━━━ DATA SHOWN
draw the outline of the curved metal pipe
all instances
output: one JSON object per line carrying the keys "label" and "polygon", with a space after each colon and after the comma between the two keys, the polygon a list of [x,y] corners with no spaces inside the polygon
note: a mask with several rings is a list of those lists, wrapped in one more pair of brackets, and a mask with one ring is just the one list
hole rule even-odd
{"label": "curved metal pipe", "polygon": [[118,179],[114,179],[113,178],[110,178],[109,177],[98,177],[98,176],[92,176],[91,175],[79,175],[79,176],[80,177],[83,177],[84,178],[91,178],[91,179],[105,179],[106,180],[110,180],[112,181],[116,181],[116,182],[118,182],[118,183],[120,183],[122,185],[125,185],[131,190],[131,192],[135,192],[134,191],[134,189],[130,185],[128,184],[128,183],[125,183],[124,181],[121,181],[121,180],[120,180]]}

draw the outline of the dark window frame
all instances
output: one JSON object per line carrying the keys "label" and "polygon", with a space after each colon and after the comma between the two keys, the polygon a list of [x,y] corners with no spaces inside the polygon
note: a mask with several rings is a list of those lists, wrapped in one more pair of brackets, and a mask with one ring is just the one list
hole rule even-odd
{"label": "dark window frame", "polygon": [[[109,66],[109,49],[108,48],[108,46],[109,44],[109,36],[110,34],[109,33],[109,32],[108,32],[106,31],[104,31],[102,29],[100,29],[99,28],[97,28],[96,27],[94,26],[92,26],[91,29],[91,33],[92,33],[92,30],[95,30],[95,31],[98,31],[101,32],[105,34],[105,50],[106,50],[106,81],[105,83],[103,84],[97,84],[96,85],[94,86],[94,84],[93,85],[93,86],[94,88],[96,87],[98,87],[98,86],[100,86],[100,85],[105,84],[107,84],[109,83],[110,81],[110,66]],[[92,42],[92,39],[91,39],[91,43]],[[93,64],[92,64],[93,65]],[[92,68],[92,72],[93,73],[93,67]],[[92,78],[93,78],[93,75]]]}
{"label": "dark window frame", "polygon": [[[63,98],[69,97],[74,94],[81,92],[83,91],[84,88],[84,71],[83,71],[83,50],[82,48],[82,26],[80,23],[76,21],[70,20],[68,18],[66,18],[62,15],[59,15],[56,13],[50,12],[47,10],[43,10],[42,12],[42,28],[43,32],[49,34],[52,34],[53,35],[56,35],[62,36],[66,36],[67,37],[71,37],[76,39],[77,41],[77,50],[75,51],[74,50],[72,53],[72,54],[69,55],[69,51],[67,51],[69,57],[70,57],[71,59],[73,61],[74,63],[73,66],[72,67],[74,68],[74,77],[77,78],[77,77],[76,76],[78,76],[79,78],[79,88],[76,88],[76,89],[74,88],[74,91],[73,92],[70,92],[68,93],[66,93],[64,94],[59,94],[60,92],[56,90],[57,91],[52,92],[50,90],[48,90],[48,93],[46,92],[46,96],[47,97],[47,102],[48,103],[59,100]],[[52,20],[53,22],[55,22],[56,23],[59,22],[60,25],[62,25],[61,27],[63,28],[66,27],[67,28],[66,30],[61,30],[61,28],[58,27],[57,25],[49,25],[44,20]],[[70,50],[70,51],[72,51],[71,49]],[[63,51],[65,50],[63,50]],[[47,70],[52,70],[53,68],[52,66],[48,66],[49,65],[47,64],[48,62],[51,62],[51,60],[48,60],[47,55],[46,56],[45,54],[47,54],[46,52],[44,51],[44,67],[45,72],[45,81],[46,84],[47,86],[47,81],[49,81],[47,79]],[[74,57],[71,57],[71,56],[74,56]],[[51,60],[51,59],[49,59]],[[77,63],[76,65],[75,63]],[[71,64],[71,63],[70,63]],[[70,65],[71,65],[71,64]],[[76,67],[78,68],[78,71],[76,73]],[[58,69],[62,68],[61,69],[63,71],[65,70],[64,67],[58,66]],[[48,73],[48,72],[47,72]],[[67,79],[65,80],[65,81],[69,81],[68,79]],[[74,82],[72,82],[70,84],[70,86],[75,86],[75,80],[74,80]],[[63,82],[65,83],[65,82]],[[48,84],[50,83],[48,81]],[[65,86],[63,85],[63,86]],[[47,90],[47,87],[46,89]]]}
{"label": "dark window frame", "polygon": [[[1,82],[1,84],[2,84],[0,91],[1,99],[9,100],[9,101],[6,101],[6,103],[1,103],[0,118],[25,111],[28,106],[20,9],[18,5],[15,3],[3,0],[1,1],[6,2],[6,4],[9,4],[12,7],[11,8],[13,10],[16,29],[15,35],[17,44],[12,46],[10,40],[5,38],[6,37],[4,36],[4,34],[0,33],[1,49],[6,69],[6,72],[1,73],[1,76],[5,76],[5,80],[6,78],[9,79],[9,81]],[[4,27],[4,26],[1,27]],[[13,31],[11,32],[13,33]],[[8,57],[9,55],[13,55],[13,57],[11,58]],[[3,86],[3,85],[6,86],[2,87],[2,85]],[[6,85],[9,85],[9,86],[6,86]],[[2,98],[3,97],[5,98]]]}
━━━━━━
> **WORK TO DO**:
Pick out every line in the items above that contains the string "pipe", matching case exactly.

> **RESULT FOR THIS EXERCISE**:
draw the outline of the curved metal pipe
{"label": "curved metal pipe", "polygon": [[118,179],[114,179],[113,178],[110,178],[109,177],[98,177],[98,176],[92,176],[91,175],[79,175],[79,176],[80,177],[83,177],[84,178],[91,178],[91,179],[105,179],[106,180],[110,180],[112,181],[116,181],[116,182],[118,182],[118,183],[120,183],[122,185],[125,185],[131,190],[131,192],[135,192],[134,191],[134,189],[130,185],[128,184],[128,183],[125,183],[124,181],[121,181],[121,180],[120,180]]}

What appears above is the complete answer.